▶ **Exercise instructions**:
Quote only the lines that start at the line with "Please annotate the rolling" and run to the end of the entries; omit the pictures.

——————

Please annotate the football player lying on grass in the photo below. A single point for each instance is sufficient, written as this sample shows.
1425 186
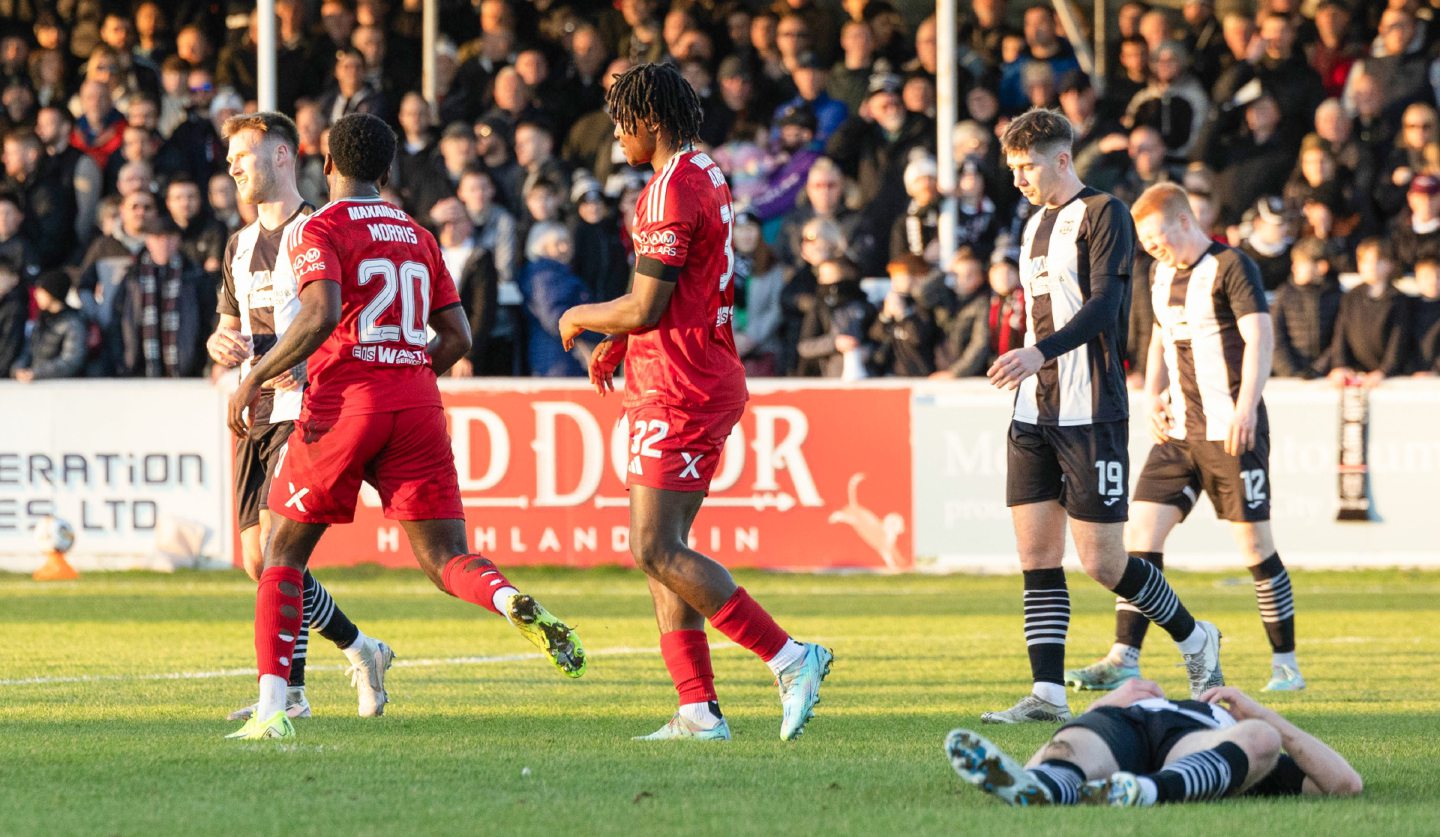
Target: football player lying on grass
1136 748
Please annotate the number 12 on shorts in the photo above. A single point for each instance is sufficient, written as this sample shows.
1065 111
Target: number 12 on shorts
1110 476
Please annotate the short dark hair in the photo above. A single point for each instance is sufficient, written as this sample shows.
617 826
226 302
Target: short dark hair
362 147
1038 128
268 123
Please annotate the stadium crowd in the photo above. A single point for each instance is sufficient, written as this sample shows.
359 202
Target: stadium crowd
1306 134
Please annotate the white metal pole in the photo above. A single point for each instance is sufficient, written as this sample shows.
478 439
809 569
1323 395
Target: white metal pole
429 41
265 58
945 117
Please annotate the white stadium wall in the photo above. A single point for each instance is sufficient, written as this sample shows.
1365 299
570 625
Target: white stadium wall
876 476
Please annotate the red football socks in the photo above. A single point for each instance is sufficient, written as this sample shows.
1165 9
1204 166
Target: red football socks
687 657
749 625
278 608
474 578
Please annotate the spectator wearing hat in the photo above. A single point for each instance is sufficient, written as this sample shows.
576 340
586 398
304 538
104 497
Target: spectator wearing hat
1174 103
59 340
1273 61
598 254
1373 324
160 310
1267 241
473 268
454 154
1426 317
874 150
851 74
1099 140
15 310
1043 43
1416 232
916 232
795 128
549 288
1243 146
758 285
810 77
1303 311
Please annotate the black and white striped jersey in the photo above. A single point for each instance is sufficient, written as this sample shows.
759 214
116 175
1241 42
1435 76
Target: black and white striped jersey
1074 264
1198 310
259 288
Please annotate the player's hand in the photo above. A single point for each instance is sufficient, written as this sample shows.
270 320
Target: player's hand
606 357
1161 419
569 330
244 396
228 347
1015 366
287 381
1236 702
1242 437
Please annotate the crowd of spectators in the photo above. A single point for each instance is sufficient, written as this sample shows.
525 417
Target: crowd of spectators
1306 134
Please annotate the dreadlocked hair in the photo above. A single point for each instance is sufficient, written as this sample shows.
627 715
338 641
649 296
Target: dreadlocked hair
655 94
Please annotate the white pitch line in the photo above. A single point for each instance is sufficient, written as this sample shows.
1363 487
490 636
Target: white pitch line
399 663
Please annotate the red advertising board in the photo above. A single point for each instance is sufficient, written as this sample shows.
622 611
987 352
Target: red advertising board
811 479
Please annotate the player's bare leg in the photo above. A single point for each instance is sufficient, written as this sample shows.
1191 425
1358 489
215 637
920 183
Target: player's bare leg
442 549
1145 533
660 527
1276 601
1203 765
1040 539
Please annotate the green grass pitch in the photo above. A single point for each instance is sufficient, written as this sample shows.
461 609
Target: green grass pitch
94 742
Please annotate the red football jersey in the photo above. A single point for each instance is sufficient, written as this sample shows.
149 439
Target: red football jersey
390 277
684 218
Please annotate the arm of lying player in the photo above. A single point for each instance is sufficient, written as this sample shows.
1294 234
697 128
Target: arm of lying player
651 287
451 339
317 317
1254 370
1326 772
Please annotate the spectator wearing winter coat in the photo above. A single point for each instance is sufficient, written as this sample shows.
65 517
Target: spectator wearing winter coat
1303 313
58 342
549 287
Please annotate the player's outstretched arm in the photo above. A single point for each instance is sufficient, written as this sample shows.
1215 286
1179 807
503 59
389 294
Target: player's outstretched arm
451 337
1326 772
317 317
651 287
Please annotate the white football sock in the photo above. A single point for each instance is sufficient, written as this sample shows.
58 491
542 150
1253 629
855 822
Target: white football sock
699 715
356 650
1194 641
501 600
1051 693
272 696
1122 654
788 656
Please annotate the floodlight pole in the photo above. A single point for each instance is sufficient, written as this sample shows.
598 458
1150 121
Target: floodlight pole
265 41
945 117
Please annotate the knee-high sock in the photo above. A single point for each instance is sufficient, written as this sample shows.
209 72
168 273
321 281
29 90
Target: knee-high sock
323 614
687 657
1129 623
474 578
1203 775
749 625
278 614
1047 621
1276 602
1145 588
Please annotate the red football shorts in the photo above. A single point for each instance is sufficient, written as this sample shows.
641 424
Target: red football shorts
405 454
674 448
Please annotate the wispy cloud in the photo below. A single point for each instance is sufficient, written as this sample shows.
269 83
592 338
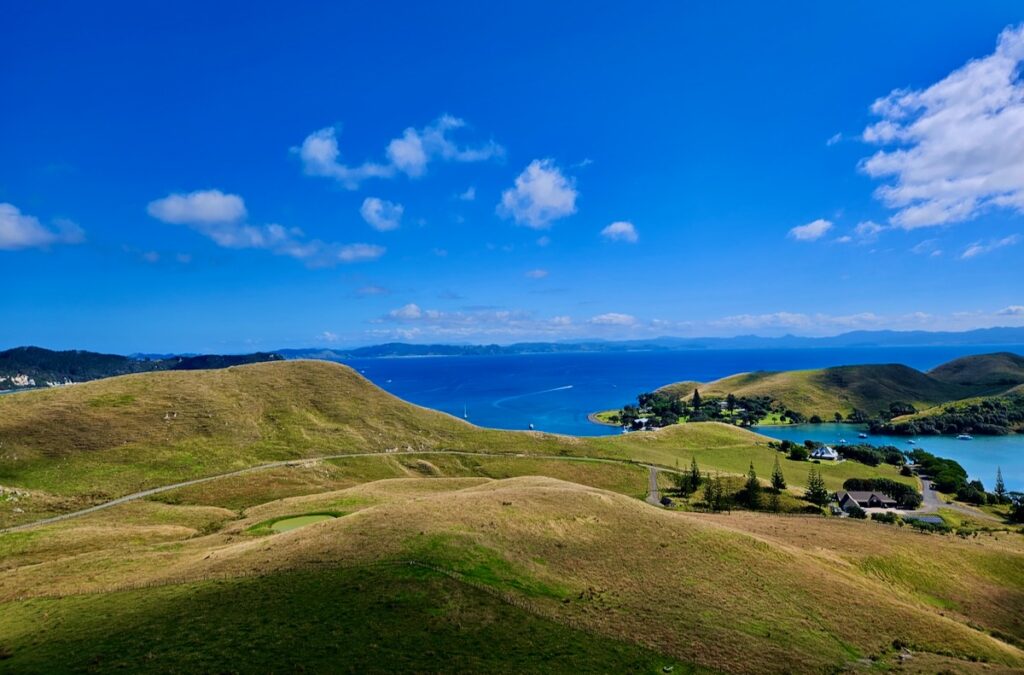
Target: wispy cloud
812 230
20 230
410 154
541 196
955 145
621 230
381 214
981 248
220 217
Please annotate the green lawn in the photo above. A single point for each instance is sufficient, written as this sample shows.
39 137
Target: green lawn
364 620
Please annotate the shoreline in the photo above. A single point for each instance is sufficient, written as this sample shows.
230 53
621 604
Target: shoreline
593 418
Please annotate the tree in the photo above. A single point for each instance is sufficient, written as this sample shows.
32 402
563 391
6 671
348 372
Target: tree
694 474
752 491
777 479
1000 488
714 493
816 492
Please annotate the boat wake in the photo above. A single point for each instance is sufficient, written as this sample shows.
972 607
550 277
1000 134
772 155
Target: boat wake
498 404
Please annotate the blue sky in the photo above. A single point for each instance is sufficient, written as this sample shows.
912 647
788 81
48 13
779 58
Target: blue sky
229 176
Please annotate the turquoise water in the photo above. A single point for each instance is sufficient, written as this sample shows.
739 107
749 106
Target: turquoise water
555 392
978 457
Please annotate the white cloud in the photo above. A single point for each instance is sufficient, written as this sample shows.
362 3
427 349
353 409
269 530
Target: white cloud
381 215
19 230
417 148
811 231
200 207
613 319
867 230
410 311
320 158
410 154
541 196
621 230
955 146
220 218
359 252
981 248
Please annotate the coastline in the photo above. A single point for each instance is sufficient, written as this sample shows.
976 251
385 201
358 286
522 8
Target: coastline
593 417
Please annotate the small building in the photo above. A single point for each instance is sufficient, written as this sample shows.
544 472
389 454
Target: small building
824 452
865 500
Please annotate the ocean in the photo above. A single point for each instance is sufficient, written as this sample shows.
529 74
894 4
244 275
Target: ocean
555 392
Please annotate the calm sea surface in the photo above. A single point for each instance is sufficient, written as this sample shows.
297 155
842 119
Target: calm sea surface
555 392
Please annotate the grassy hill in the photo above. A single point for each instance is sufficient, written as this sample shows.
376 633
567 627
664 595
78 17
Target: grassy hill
45 366
78 446
869 388
484 550
588 579
996 370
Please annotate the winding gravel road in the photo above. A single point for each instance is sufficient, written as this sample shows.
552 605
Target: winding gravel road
309 460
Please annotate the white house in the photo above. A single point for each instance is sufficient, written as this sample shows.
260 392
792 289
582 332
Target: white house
825 452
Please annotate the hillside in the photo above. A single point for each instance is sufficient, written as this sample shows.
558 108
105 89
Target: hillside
997 370
73 447
562 576
869 388
24 368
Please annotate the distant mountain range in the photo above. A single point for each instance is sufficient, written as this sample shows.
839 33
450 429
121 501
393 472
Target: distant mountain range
34 367
981 337
26 368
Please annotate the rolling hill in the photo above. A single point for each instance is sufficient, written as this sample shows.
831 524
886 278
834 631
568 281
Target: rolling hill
445 570
74 447
869 388
23 368
430 560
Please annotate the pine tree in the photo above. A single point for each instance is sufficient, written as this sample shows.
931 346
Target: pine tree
710 497
694 474
752 491
1000 488
816 492
777 479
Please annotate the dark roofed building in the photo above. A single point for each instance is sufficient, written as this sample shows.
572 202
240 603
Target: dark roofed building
865 500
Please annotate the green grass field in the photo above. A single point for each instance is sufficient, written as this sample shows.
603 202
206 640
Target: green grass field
536 543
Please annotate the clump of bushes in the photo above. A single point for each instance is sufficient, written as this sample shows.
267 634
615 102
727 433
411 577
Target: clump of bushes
905 496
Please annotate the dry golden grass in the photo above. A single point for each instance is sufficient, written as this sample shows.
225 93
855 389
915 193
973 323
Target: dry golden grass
729 592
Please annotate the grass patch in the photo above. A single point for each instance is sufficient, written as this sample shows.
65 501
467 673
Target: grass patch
370 620
281 523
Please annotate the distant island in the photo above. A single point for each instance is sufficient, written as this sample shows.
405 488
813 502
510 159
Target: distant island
982 394
981 337
28 368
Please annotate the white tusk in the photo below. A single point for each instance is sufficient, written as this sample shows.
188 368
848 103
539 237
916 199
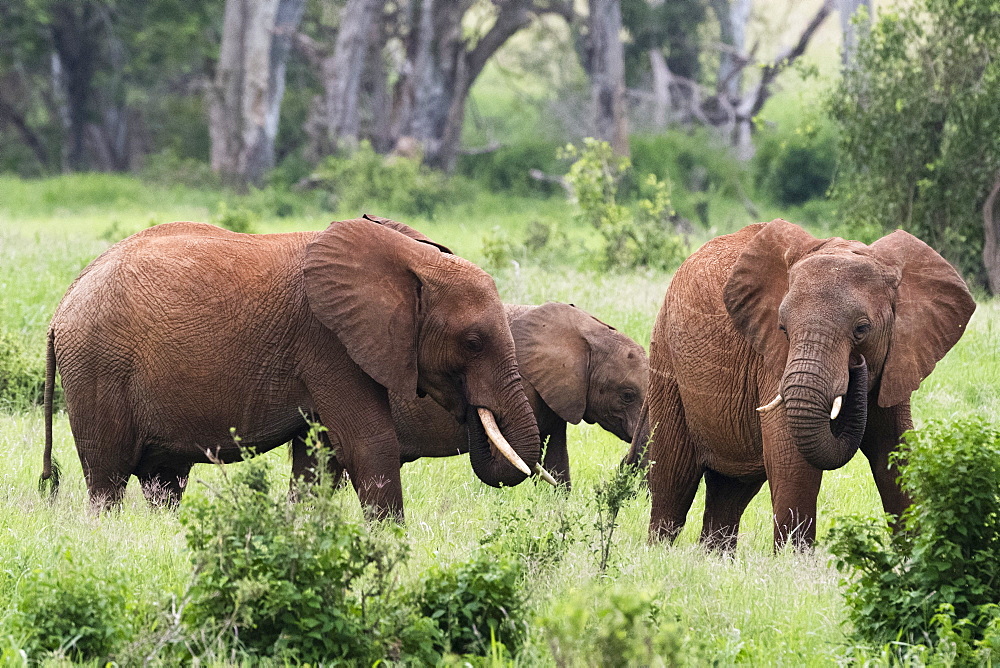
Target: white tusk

——————

▶ **Finished task**:
Please annotate the rolling hill in the photo above. A single point for each instance is sufficient, written as this sample shows.
831 524
886 278
834 631
568 281
Target: rolling hill
445 570
74 447
869 388
23 368
430 560
Please annotate the pine tree in the photo above. A single point for each instance is sufficient, written as this sample shows.
931 346
Target: pine tree
710 497
694 474
752 491
1000 488
816 492
777 479
Please annotate the dark roofed building in the photo above. A single point for each instance is sufficient, written as this sample shows.
572 202
240 603
Target: dark roofed building
865 500
Please annotate the green grass field in the photo above. A single point for each instance is sufficient, written as this sample shows.
603 202
206 640
Target: green grass field
536 543
Please annotate the clump of bushes in the photo above. A single point for each instance is sufficient, written as this sample shows.
267 634
615 102
727 433
411 577
Target: clump of bushes
905 496
Please annotate the dry golden grass in the photo above. A single point for each instance is sufficient, written as this sample shows.
225 93
855 389
915 193
973 323
Target: dry golden grass
729 592
Please annotate the grass patch in the photo above. A single point for each instance is sufficient, written as this sample shows.
65 501
467 673
Target: grass patch
370 620
281 523
Please annotate the distant island in the photo above. A single point for each instance is sufficient, written as this sample shows.
405 488
813 502
510 159
Target: distant island
982 394
981 337
28 368
Please annotate the white tusk in the photo below. A single point for each instance is sufficient, written as this sample shows.
188 368
848 103
539 237
916 199
Target: white tusk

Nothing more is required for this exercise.